- Exercise prompt -
According to the excerpt on membrane surface charge, what share of plasma membrane phospholipids does PS represent in animals?

- Document excerpt -
PtdInsPs are highly anionic but represent only 1–2% of total phospholipids in living cells.13 Other less anionic lipids might also contribute to MSC notably due to their higher abundance. In animals, PS represents about 10 to 20% of plasma membrane phospholipids but PS is less anionic than phosphoinositides (net charge −1).1,14 Inhibition of ATP synthesis prevents phosphorylation of PtdInsPs by kinases while lipid phosphatases are still active, triggering the rapid depletion of phosphoinositides from cellular membranes.10 However, this treatment does not affect the PS pool, since it is not constantly regulated by phosphorylation10 In this condition and therefore in the absence of PtdInsPs, MSC-probes lose their specific plasma membrane localization and relocalize to all PS-bearing organelles, including the PM but also all plasma membrane-derived organelles along the endocytic pathways (Fig. 2A).10 This result confirms the importance of phosphoinositides in driving the specific electrostatic signature of the cell surface.10 However, in the absence of phosphoinositides, MSC-probes partially retain their plasma membrane localization, suggesting a role for PS in plasma membrane MSC.10
In addition, because in the absence of phosphoinositide, MSC-probes localize to all PS-containing compartments,10 PS might be involved in driving the electrostatic properties of endocytic compartments. Bigay and Antonny proposed that PS defined an electrostatic territory in cells that corresponds to all PM-derived organelles.5,6 However, this hypothesis is mainly based on coincidence between the presence of negative charges, as visualized by MSC-probes, and the presence of PS on these membranes.10 To our knowledge, this theory has not been challenged by genetic and/or pharmacological perturbation(s) of the PS pool.

Saved entries
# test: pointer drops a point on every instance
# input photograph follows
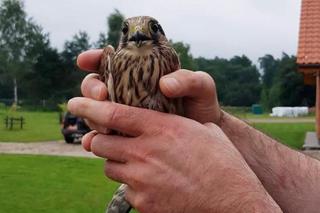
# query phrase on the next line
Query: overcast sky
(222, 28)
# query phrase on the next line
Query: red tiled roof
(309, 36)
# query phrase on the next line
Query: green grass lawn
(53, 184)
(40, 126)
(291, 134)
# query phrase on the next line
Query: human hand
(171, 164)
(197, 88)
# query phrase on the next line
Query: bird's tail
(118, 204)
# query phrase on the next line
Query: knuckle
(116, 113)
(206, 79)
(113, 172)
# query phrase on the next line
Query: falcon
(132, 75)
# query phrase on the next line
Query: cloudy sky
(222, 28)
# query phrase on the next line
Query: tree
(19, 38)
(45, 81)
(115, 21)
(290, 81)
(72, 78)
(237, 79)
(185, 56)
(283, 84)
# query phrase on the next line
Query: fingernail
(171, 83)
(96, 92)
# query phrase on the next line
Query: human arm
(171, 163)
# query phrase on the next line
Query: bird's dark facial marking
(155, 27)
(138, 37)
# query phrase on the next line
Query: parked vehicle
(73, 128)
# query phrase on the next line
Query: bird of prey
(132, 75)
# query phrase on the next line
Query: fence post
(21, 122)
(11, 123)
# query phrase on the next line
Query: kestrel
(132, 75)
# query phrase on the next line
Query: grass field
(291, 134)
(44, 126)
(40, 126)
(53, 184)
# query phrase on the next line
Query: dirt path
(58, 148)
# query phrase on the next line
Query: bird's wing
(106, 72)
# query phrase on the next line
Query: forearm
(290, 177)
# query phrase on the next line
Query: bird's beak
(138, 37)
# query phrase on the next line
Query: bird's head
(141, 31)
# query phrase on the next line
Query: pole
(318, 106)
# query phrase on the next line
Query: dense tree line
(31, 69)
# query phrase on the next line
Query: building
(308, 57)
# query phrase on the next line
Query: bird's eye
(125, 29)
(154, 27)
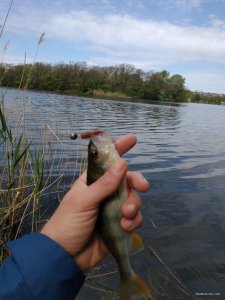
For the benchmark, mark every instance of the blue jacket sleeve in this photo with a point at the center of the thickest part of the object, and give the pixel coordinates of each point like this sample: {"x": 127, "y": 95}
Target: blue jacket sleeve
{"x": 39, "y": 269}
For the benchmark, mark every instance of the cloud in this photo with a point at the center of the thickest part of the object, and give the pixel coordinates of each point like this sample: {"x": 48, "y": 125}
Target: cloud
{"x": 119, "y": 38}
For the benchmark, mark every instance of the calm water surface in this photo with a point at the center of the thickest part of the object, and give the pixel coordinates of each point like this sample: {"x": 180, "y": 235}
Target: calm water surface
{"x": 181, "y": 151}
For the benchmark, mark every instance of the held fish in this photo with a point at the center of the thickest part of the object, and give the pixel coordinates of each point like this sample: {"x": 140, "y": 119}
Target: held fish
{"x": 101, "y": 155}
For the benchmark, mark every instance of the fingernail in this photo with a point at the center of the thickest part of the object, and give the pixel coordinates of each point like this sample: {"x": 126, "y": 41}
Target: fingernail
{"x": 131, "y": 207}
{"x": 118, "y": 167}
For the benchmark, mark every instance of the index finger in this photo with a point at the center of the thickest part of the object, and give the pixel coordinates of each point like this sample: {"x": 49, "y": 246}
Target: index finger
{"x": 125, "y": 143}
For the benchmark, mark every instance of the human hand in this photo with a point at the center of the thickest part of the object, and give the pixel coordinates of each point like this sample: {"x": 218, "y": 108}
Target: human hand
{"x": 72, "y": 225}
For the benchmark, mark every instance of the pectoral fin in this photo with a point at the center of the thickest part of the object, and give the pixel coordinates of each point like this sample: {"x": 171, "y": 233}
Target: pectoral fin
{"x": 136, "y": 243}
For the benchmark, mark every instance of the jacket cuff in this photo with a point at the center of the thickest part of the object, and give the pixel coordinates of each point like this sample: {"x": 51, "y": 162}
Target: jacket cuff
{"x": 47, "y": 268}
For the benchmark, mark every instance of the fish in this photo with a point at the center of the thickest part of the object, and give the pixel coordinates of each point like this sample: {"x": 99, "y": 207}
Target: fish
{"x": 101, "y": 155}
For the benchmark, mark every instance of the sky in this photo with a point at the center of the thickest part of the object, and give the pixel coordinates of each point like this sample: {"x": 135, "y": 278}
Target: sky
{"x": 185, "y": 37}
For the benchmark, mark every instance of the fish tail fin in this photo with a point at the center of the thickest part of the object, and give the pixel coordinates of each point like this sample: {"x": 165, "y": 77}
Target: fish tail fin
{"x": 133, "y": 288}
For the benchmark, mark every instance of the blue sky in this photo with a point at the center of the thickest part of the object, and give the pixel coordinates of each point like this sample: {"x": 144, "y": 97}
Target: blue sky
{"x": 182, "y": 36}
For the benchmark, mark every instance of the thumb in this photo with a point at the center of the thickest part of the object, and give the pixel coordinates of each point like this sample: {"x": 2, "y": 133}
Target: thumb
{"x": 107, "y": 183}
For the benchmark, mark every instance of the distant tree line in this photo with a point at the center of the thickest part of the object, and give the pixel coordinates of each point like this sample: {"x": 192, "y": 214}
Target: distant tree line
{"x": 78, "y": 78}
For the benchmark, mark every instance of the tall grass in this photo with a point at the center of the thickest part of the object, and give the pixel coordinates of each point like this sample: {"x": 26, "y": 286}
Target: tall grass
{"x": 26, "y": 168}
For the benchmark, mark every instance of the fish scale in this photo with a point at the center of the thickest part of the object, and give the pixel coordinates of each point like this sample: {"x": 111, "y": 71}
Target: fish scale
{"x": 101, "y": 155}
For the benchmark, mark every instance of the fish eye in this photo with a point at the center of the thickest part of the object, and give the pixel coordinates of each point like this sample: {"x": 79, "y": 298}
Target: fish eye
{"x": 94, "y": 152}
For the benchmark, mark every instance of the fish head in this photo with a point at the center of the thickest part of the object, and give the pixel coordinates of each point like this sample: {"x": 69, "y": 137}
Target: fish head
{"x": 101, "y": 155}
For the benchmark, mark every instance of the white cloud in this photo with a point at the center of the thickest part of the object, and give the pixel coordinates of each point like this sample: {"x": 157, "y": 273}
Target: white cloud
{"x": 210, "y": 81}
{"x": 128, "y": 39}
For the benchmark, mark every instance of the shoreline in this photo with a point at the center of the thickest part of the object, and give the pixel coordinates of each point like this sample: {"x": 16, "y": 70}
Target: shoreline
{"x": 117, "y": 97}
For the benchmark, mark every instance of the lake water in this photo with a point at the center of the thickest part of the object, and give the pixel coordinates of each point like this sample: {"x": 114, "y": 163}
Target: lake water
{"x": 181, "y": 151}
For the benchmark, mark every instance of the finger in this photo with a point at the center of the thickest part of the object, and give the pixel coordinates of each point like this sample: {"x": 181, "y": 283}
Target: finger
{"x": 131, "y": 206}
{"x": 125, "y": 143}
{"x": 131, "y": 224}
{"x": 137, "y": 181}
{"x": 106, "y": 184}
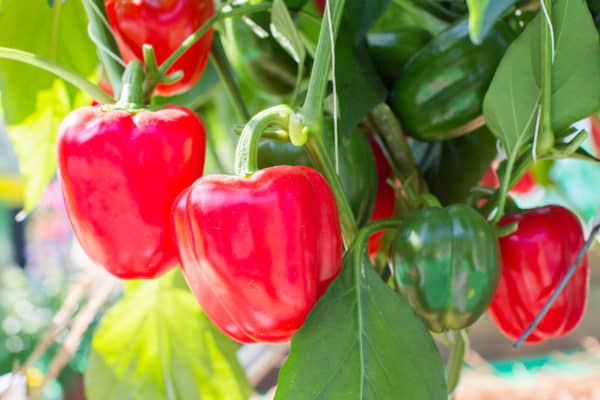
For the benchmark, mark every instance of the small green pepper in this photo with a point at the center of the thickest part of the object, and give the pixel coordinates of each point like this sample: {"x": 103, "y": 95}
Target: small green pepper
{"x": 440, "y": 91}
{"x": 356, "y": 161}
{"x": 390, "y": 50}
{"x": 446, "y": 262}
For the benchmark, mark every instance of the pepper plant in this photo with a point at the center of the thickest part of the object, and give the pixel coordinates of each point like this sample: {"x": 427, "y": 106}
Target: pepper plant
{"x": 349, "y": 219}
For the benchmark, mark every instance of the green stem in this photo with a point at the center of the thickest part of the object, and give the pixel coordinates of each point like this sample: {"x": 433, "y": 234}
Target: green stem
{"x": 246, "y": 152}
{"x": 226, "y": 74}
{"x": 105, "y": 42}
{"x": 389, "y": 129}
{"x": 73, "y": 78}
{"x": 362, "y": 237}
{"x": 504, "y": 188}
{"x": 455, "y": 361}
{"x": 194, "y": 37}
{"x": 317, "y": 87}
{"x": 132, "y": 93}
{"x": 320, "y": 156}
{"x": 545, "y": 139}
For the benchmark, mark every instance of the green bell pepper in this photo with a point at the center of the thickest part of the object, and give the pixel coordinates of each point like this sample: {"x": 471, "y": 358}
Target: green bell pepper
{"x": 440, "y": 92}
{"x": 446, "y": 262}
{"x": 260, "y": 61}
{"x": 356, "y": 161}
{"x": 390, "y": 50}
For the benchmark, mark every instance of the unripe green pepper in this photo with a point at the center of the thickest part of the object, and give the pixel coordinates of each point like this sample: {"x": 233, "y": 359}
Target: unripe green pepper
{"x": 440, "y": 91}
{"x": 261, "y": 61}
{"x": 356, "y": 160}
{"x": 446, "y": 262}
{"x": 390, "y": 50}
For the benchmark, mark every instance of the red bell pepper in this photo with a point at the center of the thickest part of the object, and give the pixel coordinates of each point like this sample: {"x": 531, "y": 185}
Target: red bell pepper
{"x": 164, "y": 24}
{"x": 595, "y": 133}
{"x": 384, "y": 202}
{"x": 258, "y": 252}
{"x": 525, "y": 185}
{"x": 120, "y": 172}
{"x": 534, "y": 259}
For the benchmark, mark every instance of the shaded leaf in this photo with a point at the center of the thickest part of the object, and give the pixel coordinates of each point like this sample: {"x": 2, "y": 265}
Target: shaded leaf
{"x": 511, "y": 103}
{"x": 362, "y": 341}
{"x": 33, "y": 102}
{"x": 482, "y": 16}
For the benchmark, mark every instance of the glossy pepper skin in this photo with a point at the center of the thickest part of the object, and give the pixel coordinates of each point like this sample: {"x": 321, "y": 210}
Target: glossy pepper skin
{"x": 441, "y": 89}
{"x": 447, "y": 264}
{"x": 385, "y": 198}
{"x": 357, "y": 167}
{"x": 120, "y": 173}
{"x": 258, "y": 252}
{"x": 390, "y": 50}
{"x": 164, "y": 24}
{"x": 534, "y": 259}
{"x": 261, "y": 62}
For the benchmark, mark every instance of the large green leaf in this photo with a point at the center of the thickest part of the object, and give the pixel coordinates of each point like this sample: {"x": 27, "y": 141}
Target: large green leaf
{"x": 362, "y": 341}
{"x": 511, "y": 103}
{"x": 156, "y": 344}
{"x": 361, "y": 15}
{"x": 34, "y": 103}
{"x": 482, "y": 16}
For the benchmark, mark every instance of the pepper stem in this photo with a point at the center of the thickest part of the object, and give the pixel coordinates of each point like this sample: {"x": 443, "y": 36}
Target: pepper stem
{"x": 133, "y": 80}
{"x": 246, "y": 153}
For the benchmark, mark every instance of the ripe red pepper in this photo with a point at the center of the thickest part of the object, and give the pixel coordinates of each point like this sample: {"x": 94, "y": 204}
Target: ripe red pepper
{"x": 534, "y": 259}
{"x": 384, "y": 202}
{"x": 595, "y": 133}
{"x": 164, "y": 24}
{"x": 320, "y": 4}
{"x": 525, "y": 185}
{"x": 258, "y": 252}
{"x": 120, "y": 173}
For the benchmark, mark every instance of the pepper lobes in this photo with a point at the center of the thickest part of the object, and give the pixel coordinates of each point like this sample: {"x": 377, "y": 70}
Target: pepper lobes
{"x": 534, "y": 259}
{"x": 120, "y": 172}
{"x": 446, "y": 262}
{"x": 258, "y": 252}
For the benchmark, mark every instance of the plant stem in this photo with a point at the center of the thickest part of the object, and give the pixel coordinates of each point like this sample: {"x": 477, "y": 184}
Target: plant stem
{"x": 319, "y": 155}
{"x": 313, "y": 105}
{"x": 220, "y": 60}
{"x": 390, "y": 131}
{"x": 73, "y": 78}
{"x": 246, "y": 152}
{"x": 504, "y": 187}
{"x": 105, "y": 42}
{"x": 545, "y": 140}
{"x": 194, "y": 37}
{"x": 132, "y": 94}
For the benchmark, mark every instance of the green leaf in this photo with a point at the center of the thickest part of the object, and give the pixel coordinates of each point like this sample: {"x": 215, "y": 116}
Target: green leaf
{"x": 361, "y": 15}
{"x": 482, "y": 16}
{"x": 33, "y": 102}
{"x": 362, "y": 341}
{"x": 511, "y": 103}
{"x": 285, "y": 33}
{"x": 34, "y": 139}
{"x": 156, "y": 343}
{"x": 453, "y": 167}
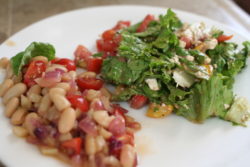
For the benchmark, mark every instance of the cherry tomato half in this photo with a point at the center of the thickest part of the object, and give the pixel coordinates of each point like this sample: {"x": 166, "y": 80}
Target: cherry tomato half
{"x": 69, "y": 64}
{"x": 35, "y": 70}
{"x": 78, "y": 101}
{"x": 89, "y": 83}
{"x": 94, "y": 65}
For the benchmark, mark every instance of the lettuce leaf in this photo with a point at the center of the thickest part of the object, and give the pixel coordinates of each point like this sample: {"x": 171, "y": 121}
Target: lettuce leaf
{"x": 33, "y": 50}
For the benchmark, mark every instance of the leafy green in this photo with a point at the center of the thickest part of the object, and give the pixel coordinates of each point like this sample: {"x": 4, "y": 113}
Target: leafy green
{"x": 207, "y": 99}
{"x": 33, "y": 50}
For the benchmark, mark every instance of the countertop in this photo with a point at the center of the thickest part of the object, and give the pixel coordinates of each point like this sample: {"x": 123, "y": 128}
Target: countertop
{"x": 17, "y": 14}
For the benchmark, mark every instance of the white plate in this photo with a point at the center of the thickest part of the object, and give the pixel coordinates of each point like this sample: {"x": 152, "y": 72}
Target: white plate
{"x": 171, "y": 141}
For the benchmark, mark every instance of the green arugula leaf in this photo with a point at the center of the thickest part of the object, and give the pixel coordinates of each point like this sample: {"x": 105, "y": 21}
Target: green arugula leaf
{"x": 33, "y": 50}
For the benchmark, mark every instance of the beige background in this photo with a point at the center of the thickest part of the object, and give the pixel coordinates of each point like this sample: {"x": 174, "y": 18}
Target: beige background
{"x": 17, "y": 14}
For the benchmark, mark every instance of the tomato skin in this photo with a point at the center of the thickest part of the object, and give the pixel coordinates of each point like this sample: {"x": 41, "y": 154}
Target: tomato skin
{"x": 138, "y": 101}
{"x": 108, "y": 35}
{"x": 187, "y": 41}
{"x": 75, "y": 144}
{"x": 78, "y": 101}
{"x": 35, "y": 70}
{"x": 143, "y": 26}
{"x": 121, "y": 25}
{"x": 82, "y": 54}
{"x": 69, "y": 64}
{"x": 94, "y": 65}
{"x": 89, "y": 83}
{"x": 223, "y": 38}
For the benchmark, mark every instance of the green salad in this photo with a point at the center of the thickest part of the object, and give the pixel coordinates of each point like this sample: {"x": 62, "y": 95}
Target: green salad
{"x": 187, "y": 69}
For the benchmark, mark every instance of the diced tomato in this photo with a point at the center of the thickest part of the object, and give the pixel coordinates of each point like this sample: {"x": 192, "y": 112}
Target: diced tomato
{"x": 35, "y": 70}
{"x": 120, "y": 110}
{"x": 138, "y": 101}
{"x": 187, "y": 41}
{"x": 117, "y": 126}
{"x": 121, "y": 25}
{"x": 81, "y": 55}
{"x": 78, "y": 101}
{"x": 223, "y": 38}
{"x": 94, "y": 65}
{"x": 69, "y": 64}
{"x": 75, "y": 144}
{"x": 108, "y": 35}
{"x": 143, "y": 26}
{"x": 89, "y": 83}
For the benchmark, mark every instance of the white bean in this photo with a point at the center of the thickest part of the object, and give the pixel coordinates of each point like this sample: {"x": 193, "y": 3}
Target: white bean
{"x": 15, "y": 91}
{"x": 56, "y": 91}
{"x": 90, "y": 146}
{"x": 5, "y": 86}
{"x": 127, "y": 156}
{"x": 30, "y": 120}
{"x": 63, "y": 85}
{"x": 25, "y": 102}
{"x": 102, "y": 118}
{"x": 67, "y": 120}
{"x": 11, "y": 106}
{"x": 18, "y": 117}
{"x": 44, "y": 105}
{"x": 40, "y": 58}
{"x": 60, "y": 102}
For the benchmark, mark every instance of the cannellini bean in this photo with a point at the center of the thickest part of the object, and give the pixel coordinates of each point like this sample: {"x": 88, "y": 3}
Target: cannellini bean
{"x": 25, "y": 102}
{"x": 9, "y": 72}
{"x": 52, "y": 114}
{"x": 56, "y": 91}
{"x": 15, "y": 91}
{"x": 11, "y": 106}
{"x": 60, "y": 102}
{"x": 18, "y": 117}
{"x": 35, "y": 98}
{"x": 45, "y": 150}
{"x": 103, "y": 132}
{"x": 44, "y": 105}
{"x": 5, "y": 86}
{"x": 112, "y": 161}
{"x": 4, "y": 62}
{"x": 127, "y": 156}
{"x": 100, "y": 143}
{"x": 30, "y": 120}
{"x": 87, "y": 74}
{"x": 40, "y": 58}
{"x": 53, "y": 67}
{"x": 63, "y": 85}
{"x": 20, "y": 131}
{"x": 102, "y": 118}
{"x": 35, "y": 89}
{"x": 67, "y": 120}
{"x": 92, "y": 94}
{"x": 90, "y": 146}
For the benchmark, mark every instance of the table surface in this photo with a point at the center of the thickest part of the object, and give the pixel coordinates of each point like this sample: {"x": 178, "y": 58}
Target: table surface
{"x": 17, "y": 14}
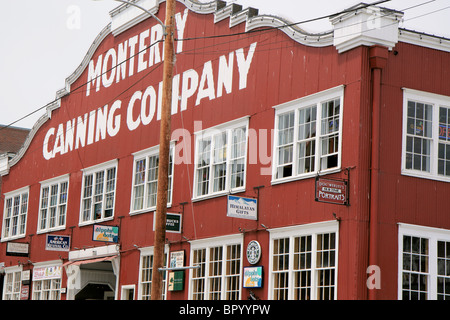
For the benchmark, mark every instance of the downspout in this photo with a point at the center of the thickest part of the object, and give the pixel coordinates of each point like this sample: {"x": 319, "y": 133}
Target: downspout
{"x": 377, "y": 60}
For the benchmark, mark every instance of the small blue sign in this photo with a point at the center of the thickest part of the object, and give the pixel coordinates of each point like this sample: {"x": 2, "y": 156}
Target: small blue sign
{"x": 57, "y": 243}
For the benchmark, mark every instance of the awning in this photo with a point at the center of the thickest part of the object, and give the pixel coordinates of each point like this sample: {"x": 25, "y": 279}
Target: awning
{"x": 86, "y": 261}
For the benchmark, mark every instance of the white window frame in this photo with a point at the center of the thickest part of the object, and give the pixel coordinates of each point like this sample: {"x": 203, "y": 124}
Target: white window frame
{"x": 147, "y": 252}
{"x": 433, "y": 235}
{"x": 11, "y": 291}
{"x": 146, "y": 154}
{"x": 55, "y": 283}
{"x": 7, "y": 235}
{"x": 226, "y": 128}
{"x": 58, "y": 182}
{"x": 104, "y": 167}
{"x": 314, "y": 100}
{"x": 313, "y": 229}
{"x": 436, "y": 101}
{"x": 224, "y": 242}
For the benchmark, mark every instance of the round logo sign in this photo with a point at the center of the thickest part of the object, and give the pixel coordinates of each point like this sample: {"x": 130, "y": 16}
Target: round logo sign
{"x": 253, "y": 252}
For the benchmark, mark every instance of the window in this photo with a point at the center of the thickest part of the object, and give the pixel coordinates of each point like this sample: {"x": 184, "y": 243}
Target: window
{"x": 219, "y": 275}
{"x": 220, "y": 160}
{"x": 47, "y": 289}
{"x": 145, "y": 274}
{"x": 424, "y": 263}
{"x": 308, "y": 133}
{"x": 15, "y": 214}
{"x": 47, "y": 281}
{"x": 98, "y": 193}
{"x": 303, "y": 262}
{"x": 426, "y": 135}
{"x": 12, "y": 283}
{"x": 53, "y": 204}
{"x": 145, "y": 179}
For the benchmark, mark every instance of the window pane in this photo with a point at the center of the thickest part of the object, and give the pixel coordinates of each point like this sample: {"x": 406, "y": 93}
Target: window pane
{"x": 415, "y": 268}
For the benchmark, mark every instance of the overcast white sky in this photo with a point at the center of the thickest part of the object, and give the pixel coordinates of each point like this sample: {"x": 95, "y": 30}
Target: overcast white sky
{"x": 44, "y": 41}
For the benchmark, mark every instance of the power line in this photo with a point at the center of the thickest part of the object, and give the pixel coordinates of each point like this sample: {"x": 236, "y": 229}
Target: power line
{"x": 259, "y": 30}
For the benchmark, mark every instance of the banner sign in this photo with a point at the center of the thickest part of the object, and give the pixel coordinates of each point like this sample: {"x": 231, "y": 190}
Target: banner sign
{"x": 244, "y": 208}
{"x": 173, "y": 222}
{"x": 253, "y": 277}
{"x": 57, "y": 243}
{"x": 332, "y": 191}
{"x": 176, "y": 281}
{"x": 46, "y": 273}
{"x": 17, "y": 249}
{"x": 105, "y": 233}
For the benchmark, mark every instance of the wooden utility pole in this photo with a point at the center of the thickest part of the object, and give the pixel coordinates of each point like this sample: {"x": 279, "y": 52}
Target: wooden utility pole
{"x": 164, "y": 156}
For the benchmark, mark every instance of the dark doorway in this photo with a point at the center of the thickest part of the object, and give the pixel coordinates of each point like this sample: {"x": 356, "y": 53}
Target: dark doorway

- Reply -
About 10 to 20%.